▸ **DIRECTIVES**:
1. Reproduce part of the ARM intrinsics message, starting with "I spent a bit" and going on through "to not checking.".
2. Decide whether each statement below agrees with the ARM intrinsics message, answering yes or no and quoting the deciding words. (a) The message is addressed to John Naylor. (b) The writer proposes checking __ARM_NEON after including <arm_neon.h>. (c) The writer sees some benefit in not checking.

▸ **GIVEN PASSAGE**:
+--

Re: use ARM intrinsics in pg_lfind32() where available

From: Tom Lane <tgl(at)sss(dot)pgh(dot)pa(dot)us>
To: John Naylor <john(dot)naylor(at)enterprisedb(dot)com>
Cc: Nathan Bossart <nathandbossart(at)gmail(dot)com>, Andres Freund <andres(at)anarazel(dot)de>, pgsql-hackers <pgsql-hackers(at)postgresql(dot)org>
Subject: Re: use ARM intrinsics in pg_lfind32() where available
Date: 2022-08-27 21:18:34
Message-ID: 2494641.1661635114@sss.pgh.pa.us
Views: Raw Message | Whole Thread | Download mbox | Resend email
Thread:
Lists: pgsql-hackers

I spent a bit more time researching the portability implications of
this patch. I think that we should check __ARM_NEON before #including
<arm_neon.h>; there is authoritative documentation out there telling
you to, eg [1], and I can see no upside at all to not checking.

+--

▸ **GIVEN ENTRIES**:
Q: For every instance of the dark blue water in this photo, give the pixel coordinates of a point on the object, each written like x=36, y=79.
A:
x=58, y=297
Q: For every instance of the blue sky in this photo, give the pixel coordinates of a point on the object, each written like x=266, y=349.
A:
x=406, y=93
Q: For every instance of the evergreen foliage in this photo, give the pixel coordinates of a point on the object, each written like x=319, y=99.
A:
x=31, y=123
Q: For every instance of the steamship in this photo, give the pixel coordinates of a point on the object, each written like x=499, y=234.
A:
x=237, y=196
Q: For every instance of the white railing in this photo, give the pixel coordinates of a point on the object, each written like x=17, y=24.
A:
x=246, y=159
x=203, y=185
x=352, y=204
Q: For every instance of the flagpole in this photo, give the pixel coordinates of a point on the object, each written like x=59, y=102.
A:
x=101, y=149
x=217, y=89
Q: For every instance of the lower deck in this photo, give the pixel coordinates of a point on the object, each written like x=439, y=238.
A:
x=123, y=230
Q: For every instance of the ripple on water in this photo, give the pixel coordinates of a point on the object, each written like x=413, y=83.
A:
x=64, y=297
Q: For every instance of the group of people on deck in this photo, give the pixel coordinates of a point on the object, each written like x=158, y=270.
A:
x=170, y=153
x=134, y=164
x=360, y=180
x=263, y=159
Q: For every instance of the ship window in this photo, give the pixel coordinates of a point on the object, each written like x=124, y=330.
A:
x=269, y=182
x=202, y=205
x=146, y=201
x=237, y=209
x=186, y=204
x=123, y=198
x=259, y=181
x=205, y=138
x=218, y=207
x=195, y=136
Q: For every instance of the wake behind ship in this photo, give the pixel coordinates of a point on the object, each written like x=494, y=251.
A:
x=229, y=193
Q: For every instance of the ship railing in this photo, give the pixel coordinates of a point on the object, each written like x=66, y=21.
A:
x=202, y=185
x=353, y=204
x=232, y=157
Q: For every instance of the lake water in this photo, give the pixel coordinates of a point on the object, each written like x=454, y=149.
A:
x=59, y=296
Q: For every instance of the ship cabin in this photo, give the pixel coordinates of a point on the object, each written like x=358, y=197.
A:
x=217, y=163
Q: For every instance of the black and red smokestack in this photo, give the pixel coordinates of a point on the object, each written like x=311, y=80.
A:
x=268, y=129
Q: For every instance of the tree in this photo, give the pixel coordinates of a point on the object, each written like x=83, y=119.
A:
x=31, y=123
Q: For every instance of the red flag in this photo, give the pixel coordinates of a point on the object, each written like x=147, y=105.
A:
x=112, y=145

+--

▸ **PER-TASK OUTPUTS**:
1.
I spent a bit more time researching the portability implications of
this patch. I think that we should check __ARM_NEON before #including
<arm_neon.h>; there is authoritative documentation out there telling
you to, eg [1], and I can see no upside at all to not checking.

2.
(a) Yes: "To: John Naylor"
(b) No: "check __ARM_NEON before #including <arm_neon.h>"
(c) No: "I can see no upside at all to not checking"